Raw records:
(begin)

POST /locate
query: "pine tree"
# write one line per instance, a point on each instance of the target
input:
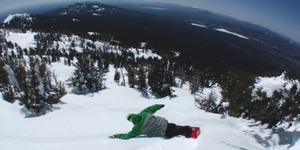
(87, 77)
(141, 82)
(39, 93)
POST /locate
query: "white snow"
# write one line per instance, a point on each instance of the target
(86, 121)
(229, 32)
(24, 40)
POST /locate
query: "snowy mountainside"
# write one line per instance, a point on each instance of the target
(94, 9)
(86, 121)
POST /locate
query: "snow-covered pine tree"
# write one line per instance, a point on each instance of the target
(87, 77)
(40, 92)
(157, 79)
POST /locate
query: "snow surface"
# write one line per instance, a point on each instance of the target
(229, 32)
(86, 121)
(24, 40)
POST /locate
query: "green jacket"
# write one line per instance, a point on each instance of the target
(146, 124)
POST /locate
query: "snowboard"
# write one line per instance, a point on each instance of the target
(195, 133)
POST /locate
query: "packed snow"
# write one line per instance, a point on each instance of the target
(86, 121)
(229, 32)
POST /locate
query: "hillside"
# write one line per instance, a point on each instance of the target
(86, 121)
(198, 35)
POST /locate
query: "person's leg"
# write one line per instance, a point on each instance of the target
(171, 130)
(174, 130)
(185, 131)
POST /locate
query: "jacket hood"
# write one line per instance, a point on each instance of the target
(135, 118)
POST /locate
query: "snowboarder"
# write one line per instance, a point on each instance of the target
(145, 123)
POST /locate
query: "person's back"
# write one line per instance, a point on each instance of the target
(145, 123)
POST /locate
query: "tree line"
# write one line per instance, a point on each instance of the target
(24, 76)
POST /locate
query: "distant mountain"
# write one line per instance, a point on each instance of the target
(92, 9)
(202, 38)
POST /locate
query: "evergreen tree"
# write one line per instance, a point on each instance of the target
(157, 80)
(40, 93)
(141, 81)
(87, 77)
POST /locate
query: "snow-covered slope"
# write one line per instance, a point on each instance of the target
(86, 121)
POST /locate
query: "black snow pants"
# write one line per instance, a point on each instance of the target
(174, 130)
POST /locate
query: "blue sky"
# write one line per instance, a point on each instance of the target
(282, 16)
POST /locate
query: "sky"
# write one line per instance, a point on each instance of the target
(282, 16)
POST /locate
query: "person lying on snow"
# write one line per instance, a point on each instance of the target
(145, 123)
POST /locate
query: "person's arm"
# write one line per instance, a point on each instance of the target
(133, 133)
(152, 109)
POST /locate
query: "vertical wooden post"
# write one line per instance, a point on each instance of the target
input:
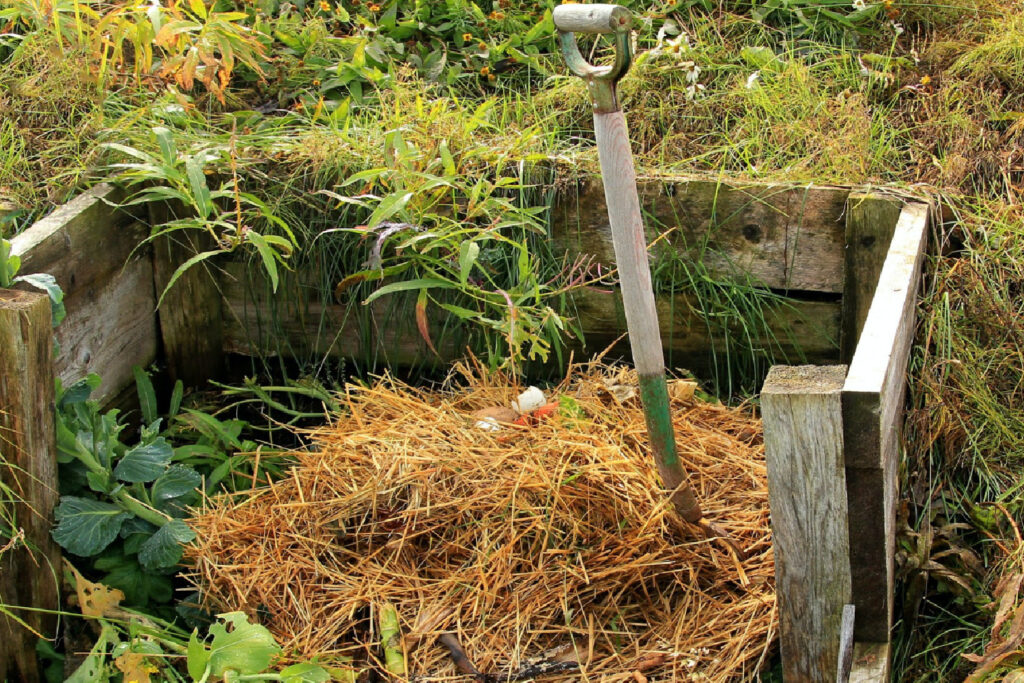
(189, 317)
(870, 220)
(29, 572)
(803, 425)
(872, 407)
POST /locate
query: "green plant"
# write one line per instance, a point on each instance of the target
(134, 496)
(227, 216)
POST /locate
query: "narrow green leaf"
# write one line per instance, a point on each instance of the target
(267, 255)
(146, 394)
(183, 267)
(404, 286)
(468, 251)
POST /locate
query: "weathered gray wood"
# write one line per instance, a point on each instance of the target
(783, 237)
(872, 402)
(628, 239)
(255, 325)
(589, 18)
(846, 644)
(28, 466)
(870, 220)
(870, 663)
(91, 248)
(189, 316)
(803, 431)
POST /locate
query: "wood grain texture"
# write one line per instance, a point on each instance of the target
(255, 324)
(870, 220)
(619, 177)
(28, 443)
(785, 237)
(90, 247)
(589, 18)
(870, 663)
(803, 431)
(189, 317)
(872, 404)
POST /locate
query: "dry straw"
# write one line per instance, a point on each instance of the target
(550, 541)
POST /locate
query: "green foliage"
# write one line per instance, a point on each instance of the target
(227, 215)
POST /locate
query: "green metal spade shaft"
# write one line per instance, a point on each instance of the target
(628, 236)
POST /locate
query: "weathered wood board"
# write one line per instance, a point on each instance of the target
(872, 400)
(870, 220)
(803, 429)
(785, 237)
(256, 326)
(89, 247)
(28, 443)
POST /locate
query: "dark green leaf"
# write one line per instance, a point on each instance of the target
(164, 548)
(85, 526)
(144, 462)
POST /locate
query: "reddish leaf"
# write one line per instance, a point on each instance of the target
(421, 319)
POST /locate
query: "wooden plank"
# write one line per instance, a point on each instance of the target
(91, 248)
(255, 325)
(870, 663)
(845, 662)
(189, 317)
(872, 403)
(785, 237)
(870, 220)
(29, 468)
(110, 328)
(803, 431)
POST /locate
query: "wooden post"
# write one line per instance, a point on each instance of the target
(189, 317)
(30, 571)
(872, 403)
(803, 427)
(870, 220)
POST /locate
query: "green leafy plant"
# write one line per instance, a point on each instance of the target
(226, 215)
(9, 264)
(135, 496)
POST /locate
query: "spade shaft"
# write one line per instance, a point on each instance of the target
(619, 174)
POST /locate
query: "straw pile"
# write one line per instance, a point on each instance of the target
(549, 542)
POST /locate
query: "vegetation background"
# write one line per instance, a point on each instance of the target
(284, 129)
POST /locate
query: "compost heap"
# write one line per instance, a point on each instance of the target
(539, 547)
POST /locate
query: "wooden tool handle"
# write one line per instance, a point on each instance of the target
(628, 237)
(592, 18)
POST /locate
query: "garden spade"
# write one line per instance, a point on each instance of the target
(628, 236)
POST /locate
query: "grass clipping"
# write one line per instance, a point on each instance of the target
(549, 543)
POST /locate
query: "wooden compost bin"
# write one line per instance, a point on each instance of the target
(850, 259)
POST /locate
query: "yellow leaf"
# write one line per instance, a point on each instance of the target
(95, 599)
(133, 666)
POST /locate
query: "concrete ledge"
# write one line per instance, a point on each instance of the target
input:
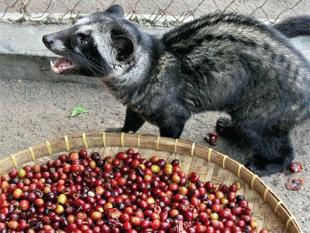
(23, 55)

(end)

* **WRITTEN REQUEST**
Reproduce the entries exactly. Do not carry over any picture.

* **FULL RESPONSE**
POST /locate
query: "pine tree"
# write one line per instance, a point on each instance of the target
input:
(87, 77)
(141, 82)
(39, 93)
POST /locate
query: "white snow"
# write one line per instance, a point on each instance of the target
(86, 121)
(229, 32)
(24, 40)
POST /locate
query: "snowy mountainside"
# write one line per instance, a point on each instance of the target
(94, 9)
(86, 121)
POST /locate
query: "snow-covered pine tree"
# write one line per instance, a point on each instance of the target
(87, 77)
(40, 92)
(157, 79)
POST /locate
query: "snow surface"
# write one line per instance, a point on each instance of the target
(229, 32)
(86, 121)
(24, 40)
POST /locate
query: "green jacket"
# write one line per instance, a point on each instance of the target
(146, 124)
POST /locate
query: "snowboard"
# write one line per instance, a point on each instance of the target
(195, 133)
POST /locate
query: "packed snow"
# write one line per instance, a point on each instance of the target
(86, 121)
(229, 32)
POST /locate
query: "hillside"
# write one line per instance, a point on each instance of the target
(86, 121)
(198, 35)
POST /locate
query: "person's leg"
# write one line per instance, a point on each instance of the target
(171, 130)
(174, 130)
(185, 131)
POST /locate
query: "jacket hood"
# write one line per instance, a point on each instance of the target
(135, 118)
POST /locate
query: "snowboarder"
# write one line per instance, a point on each instance of the target
(145, 123)
POST /locate
query: "person's back"
# write one line per instance, a point on each instance of the target
(145, 123)
POST /locate
query: "tree line"
# write one line per instance, a point on each instance of the target
(24, 76)
POST /locate
query: "distant mountain"
# write one line per instance, a point on each instance of the target
(92, 9)
(202, 38)
POST /locate
query: "evergreen tree"
# write one line per instance, a point on each instance of the target
(157, 80)
(40, 93)
(141, 81)
(87, 77)
POST /locate
query: "snow-covered slope"
# write one line per instance, a point on each instance of the target
(86, 121)
POST /locate
query: "black snow pants"
# write one line per instance, a point on each instance of the target
(174, 130)
POST /locate
query: "blue sky"
# write one line per instance, a point on each instance of the target
(282, 16)
POST /locate
query: "sky"
# write one line per instance, a point on each instance of the target
(282, 16)
POST /locate
query: "person lying on snow"
# write one line per instance, a point on each instance of the target
(145, 123)
POST /locate
query: "person's arm"
# write one line per instance, a point on each instance of the target
(133, 133)
(152, 109)
POST /locate
query: "vertical wooden post"
# write one line per instance, a point on each instance of the target
input:
(189, 317)
(870, 220)
(29, 572)
(803, 425)
(872, 407)
POST /locate
query: "green plant"
# write one line per instance, a point on each instance of the target
(134, 496)
(227, 216)
POST /locate
query: "narrow green leaf"
# write one line per instance, a point on each instance of the target
(267, 255)
(146, 394)
(183, 267)
(404, 286)
(468, 251)
POST /locate
query: "weathered gray wood"
# write one line per instance, a point on each instance of the target
(783, 237)
(872, 402)
(628, 239)
(255, 325)
(589, 18)
(846, 644)
(28, 466)
(870, 220)
(870, 663)
(91, 248)
(189, 316)
(803, 431)
POST /locate
query: "wood grain texture"
# write one line per instance, a point on each instance of the target
(255, 324)
(870, 220)
(619, 177)
(28, 443)
(785, 237)
(90, 247)
(589, 18)
(870, 663)
(803, 431)
(189, 317)
(872, 404)
POST /locate
query: "dry straw"
# write one line per instance, a point on each instance of the target
(550, 541)
POST /locate
query: "green foliage"
# write one line per instance, a point on each instance of the target
(227, 215)
POST /locate
query: "green metal spade shaft"
# write one line per instance, a point on each instance of the target
(628, 236)
POST /locate
query: "weathered wood board"
# write one line per instance, a point on each instance of the target
(872, 400)
(870, 220)
(803, 429)
(785, 237)
(256, 326)
(89, 247)
(28, 443)
POST /locate
query: "dark green leaf"
# write one line per instance, a point on each instance of the target
(164, 548)
(85, 526)
(144, 462)
POST /locate
query: "reddish leaf"
# write one line per instance, a point on each instance of the target
(421, 319)
POST /locate
query: "wooden plank"
# write one line per instance, a point on each instance of the target
(91, 248)
(255, 325)
(870, 663)
(845, 662)
(189, 317)
(872, 403)
(785, 237)
(870, 220)
(29, 468)
(110, 328)
(803, 431)
POST /locate
query: "wooden post"
# write one line per instance, a point on each instance of the target
(189, 317)
(30, 571)
(872, 403)
(803, 427)
(870, 220)
POST /locate
query: "green leafy plant"
# write one line per instance, a point on each instance of the target
(226, 215)
(9, 264)
(135, 496)
POST /locate
query: "spade shaft"
# write one line per instance, a point on each instance of the target
(619, 174)
POST /locate
query: "straw pile"
# write one line per instance, a point on each instance of the target
(549, 542)
POST /locate
query: "vegetation background"
# write one line per instance, a point on each instance of the target
(284, 129)
POST /locate
query: "compost heap"
# write one line per instance, a point on each instance of the target
(539, 547)
POST /locate
query: "wooden tool handle"
# write one line per instance, a point on each instance of the target
(628, 237)
(592, 18)
POST /locate
query: "garden spade"
# write one line per instance, a point on each instance of the target
(628, 236)
POST /locate
query: "grass clipping"
# write one line per instance, a point on each instance of the target
(549, 543)
POST /locate
query: "wooden compost bin"
# write one line per instance, a point on each instance of the target
(850, 259)
POST /locate
query: "yellow leaf"
# write one line per instance, a point on each instance of the target
(95, 599)
(133, 666)
POST /locate
query: "concrete ledge"
# write one line per instance, a point on each instance of the target
input:
(23, 55)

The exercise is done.